## PASSAGE FOR REVIEW
-- Opening Marker --
- Joined
- Aug 29, 2016
- Messages
- 867
I grew up working on positive ground British iron. Yes, you can reverse charge a battery. Not well, but it will show -12 on a meter. Drain the current charge (light or some such load), then charge it normally.
OK, that is a new one. Is it possible that you had the charger connected backwards? I really don't understand how a battery can switch polarity. Hopefully someone here can explain how this is possible.
This is just a guess, but I would think that the battery is done.
Hi guys, I recently set up a LED lamp above my lathe, it required 12v. I had a spare 12v gel cell battery looking for a purpose, so I hooked it up. Nice bright light with it's own on/off switch. I added a small plug pack charger, 1 amp, and capable of floating when fully charged. I also intend to run a few more low power items off this setup.
After a couple of hours running I switched it off and retired for the night. The next day I went to switch it on and the light didn't work, put multimeter on battery = 12.5v ? assuming the new light fitting was faulty I took it down and pulled it apart, Another similar battery was on the workbench so I touched the light wires to it and presto it worked. Went back to the original battery, wouldn't work? checked battery again 12.5v? take a second look at meter -12.5v switched the meter leads around and got+12.5v. hooked up the led light wrong way around, yes it worked. ????
The two batteries are identical 12v gel cells about 2 years old, now one of them suddenly decides to switch polarity, overnight with every thing turned off.
Any clues gentlemen, and ladies? Can I get the polarity to switch back, or can it be used like this.????
Since it worked for a while, I suspect you started with a hot battery, and the puny 1A charger has a current limiting circuit in it. This would be why it didn't catch fire the first time. I wouldn't temp the luck gods any more. Don't use the charger to drain it down, use a standard inductive load that doesn't care about polarity.
Thanks Pierre, that is more or less what I intend to do. surprised that it is somewhat common.Just put a light across to discharge it and then when flat charge normally. This happens more often than one would think. The only thing that one can run into is an automatic charger may not start if the battery is completely flat. Either use a manual charger or hook a charged battery in parallel to give the sensor a voltage to start, once there is a small charge you can remove the charged battery or leave them both hooked up until both are fully charged.
-- Closing Marker --
## TASK INSTRUCTIONS
**a)** From the battery polarity thread, extract the stretch from "After a couple" through "it worked. ????".
**b)** Summarize the battery polarity thread in two sentences.

## STUDY MATERIAL
-- Opening Marker --
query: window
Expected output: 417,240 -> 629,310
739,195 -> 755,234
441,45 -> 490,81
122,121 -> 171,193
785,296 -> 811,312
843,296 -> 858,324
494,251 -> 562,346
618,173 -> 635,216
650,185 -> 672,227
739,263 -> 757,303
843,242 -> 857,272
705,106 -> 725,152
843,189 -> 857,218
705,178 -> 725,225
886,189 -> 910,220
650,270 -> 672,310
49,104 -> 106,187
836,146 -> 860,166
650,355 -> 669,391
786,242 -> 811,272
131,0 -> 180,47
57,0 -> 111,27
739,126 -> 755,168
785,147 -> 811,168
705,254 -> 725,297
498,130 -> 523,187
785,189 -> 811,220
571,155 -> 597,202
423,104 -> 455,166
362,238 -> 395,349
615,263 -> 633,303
-- Closing Marker --
## ANSWERS BY ITEM
**a)**
After a couple of hours running I switched it off and retired for the night. The next day I went to switch it on and the light didn't work, put multimeter on battery = 12.5v ? assuming the new light fitting was faulty I took it down and pulled it apart, Another similar battery was on the workbench so I touched the light wires to it and presto it worked. Went back to the original battery, wouldn't work? checked battery again 12.5v? take a second look at meter -12.5v switched the meter leads around and got+12.5v. hooked up the led light wrong way around, yes it worked. ????

**b)** A poster running an LED lamp over a lathe from a spare 12v gel cell battery with a small 1 amp charger found that, overnight with everything turned off, the battery had switched polarity and read -12.5v. Replies say this is possible and more common than expected, and advise draining the battery with a light or similar load and then charging it normally, noting that an automatic charger may not start on a completely flat battery.